▶ _What is required_:
Extend the post about Americans saving more, starting right after its final line.

▶ _Passage_:
◆ ◆ ◆ ◆ ◆ ◆ ◆

Americans saving more: too bad

At the Wall Street Pit, Donald Marron says that Americans are saving more to the point that the US government has borrowed less from foreign investors:

Individual Americans started saving again, reducing our nation’s borrowing needs [He means from foreign sources, PWD] by $455 billion at an annual rate. And private investment plummeted, reducing borrowing needs by another $458 billion. Together, those two changes largely explain how U.S. borrowing from the rest of the world could fall by $400 billion over the past year, despite booming government deficits.

In the long run, the increase in personal saving will be a welcome development, as Americans rebuild their wealth and help finance government deficits (in the short run lower consumer spending may weaken the recovery). The decline in private investment is more troubling. In the short run, some of that decline is healthy as we work through excess inventories of products, houses, and some types of commercial real estate. In the long run, however, we will need growing investment to boost the nation’s productive capacity.

Well, first of all, foreigners are catching on to how buying US debt is a major trap, so the Chinese and the Indians, e.g., are investing in such things as gold and Canadian oil companies.  But second, while it is good for Americans to reduce debt and to save, it is folly for them to put it in fixed income assets, especially government debt, when inflation is nigh.  When that hits, those who are holding government treasury bills or bonds will be holding worthless paper:

… those who had supported the government during the war by buying State bonds had lost heavily by the depreciation of the mark, and the whole population were now engaged in evading taxation and devoting their money to speculative purchases, … [British Consul-General in Munich, Mr. William Seeds, cited in Adam Fergusson, When Money Dies:  The Nightmare of the Weimar Collapse (1975), p. 70.

Invest in gold or gold stocks?

◆ ◆ ◆ ◆ ◆ ◆ ◆

▶ _Records from a data source_:
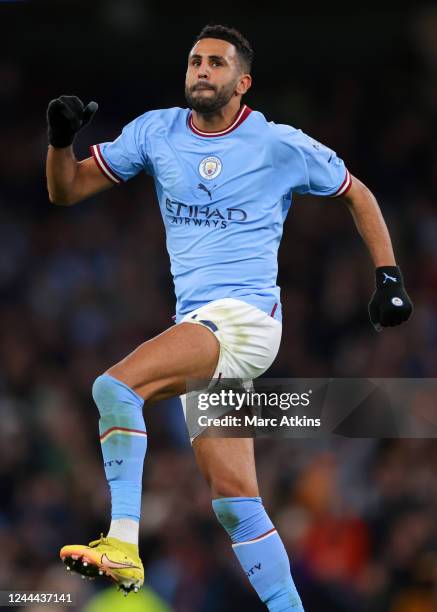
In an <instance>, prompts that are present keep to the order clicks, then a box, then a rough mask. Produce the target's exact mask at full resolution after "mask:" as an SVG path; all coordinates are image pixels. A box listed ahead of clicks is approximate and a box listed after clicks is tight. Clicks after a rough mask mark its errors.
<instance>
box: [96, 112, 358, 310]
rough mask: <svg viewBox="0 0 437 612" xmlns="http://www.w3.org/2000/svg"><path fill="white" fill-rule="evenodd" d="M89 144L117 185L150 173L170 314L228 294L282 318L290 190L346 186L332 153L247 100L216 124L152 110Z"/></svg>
mask: <svg viewBox="0 0 437 612" xmlns="http://www.w3.org/2000/svg"><path fill="white" fill-rule="evenodd" d="M91 151H92V154H93V156H94V158H95V160H96V163H97V164H98V166H99V168H100V169H101V170H102V172H103V173H104V174H105V176H107V177H108V178H109V179H111V180H112V181H114V182H115V183H122V182H124V181H127V180H128V179H130V178H132V177H133V176H135V175H136V174H138V173H139V172H141V171H142V170H143V171H145V172H146V173H147V174H150V175H151V176H153V178H154V181H155V187H156V193H157V196H158V200H159V205H160V208H161V214H162V218H163V220H164V225H165V230H166V235H167V249H168V252H169V255H170V261H171V271H172V274H173V279H174V284H175V292H176V297H177V307H176V321H180V320H181V319H182V317H183V316H184V315H186V314H187V313H188V312H190V311H192V310H194V309H196V308H198V307H200V306H203V305H204V304H207V303H208V302H211V301H212V300H217V299H220V298H229V297H230V298H235V299H239V300H243V301H245V302H247V303H249V304H252V305H253V306H256V307H258V308H260V309H261V310H263V311H264V312H266V313H268V314H269V315H271V316H274V317H275V318H277V319H280V318H281V308H280V297H279V293H280V292H279V287H278V286H277V285H276V279H277V272H278V257H277V256H278V247H279V242H280V240H281V236H282V228H283V223H284V220H285V217H286V215H287V212H288V210H289V208H290V204H291V197H292V193H293V192H296V193H300V194H305V193H310V194H313V195H318V196H335V195H341V194H344V193H345V192H346V191H347V190H348V188H349V187H350V184H351V178H350V175H349V172H348V171H347V170H346V168H345V165H344V163H343V161H342V160H341V159H340V158H338V157H337V155H336V154H335V152H334V151H332V150H331V149H328V148H327V147H325V146H323V145H321V144H320V143H318V142H317V141H315V140H313V139H312V138H310V137H309V136H307V135H306V134H304V133H303V132H301V131H300V130H296V129H295V128H292V127H290V126H288V125H278V124H275V123H273V122H268V121H266V119H265V117H264V115H262V114H261V113H259V112H256V111H252V110H251V109H250V108H248V107H247V106H245V105H244V106H243V107H242V108H241V109H240V112H239V113H238V116H237V117H236V119H235V121H234V122H233V124H232V125H231V126H229V127H228V128H227V129H226V130H224V131H222V132H201V131H200V130H198V129H197V128H196V127H195V126H194V123H193V119H192V115H191V111H190V110H189V109H183V108H170V109H164V110H155V111H150V112H147V113H144V114H143V115H141V116H140V117H138V118H137V119H135V120H134V121H132V122H131V123H129V124H128V125H127V126H126V127H125V128H124V129H123V131H122V133H121V135H120V136H119V137H118V138H117V139H116V140H114V142H106V143H103V144H101V145H94V146H93V147H91Z"/></svg>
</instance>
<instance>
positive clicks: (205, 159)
mask: <svg viewBox="0 0 437 612" xmlns="http://www.w3.org/2000/svg"><path fill="white" fill-rule="evenodd" d="M221 171H222V162H221V161H220V160H219V158H218V157H205V158H204V159H202V161H201V162H200V164H199V174H200V176H201V177H202V178H204V179H206V180H207V181H212V179H215V178H217V177H218V175H219V174H220V172H221Z"/></svg>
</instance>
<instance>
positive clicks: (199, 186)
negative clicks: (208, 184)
mask: <svg viewBox="0 0 437 612" xmlns="http://www.w3.org/2000/svg"><path fill="white" fill-rule="evenodd" d="M197 189H201V190H202V191H206V193H207V194H208V195H209V199H210V200H212V195H211V192H210V190H209V189H208V188H207V187H205V185H204V184H203V183H199V184H198V185H197Z"/></svg>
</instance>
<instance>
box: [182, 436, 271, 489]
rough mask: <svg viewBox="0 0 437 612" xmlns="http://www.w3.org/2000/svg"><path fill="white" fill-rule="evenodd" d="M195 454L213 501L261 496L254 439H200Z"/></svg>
mask: <svg viewBox="0 0 437 612" xmlns="http://www.w3.org/2000/svg"><path fill="white" fill-rule="evenodd" d="M193 451H194V456H195V458H196V462H197V465H198V467H199V469H200V471H201V473H202V474H203V476H204V477H205V479H206V481H207V483H208V484H209V486H210V488H211V494H212V497H213V498H214V499H216V498H218V497H257V496H258V495H259V490H258V483H257V478H256V469H255V454H254V444H253V439H252V438H208V437H202V436H199V437H198V438H196V439H195V440H194V442H193Z"/></svg>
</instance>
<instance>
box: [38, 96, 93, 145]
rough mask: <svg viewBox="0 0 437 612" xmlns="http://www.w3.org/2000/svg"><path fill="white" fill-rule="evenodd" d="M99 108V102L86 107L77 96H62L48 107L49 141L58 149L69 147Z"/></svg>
mask: <svg viewBox="0 0 437 612" xmlns="http://www.w3.org/2000/svg"><path fill="white" fill-rule="evenodd" d="M98 108H99V106H98V104H97V102H89V103H88V104H87V105H86V106H85V107H84V105H83V102H82V100H79V98H78V97H77V96H60V97H59V98H56V100H52V101H51V102H50V103H49V105H48V107H47V123H48V130H47V134H48V138H49V143H50V144H51V145H53V146H54V147H57V148H58V149H62V148H64V147H69V146H70V145H71V144H72V142H73V140H74V137H75V136H76V133H77V132H78V131H79V130H80V129H82V128H83V127H84V125H86V124H87V123H89V122H90V121H91V119H92V118H93V117H94V114H95V113H96V111H97V109H98Z"/></svg>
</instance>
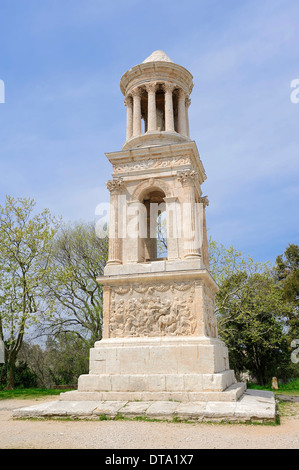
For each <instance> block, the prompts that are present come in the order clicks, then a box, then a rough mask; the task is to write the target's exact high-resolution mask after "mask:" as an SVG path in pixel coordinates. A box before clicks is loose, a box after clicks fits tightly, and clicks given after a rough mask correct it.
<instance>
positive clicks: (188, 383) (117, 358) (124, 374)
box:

◆ ◆ ◆ ◆ ◆ ◆ ◆

▶ _Result of the task_:
David Berman of the Globe and Mail writes about the pros and cons of owning gold versus gold stocks.  Sometimes I wonder how much experience financial journalists have in investing.  Usually, I think that they don’t really invest much besides perhaps their own RRSP’s.  I would guess that many of them, particularly the full-time staff writers, have very little hands-on experience, though they do watch the industry closely and this makes them knowledgable.  But there is no substitute for experience and competence.

One thing Berman doesn’t discuss is commissions.  I’ve had some experience trading gold mining stocks but very little with physical gold; the reason for that is the expense and risk that is involved in buying and owning gold.  If you visit the Kitco site, you will see that gold sells at a premium of about $60 or more per ounce, plus shipping and handling of $30 plus $4 per $1000. So if I were to purchase about $10,000 of physical gold, my expenses equal 10 x 4 = $40 + $30 (for shipping) and 8.33 oz *60 = $500 premium on the gold itself = $570 total costs. That’s roughly 5.7% commission. Then one has to consider storage costs. I would leave it in my house, which could be broken in and the gold stolen. Thus, I find that gold mining stocks are much more attractive than physical gold, since the discount brokerage fee of $9.99 per transaction means that I can take possession of $10,000 worth of stock at a commission of 0.1%. Thus, commissions are an important factor when deciding what to invest in.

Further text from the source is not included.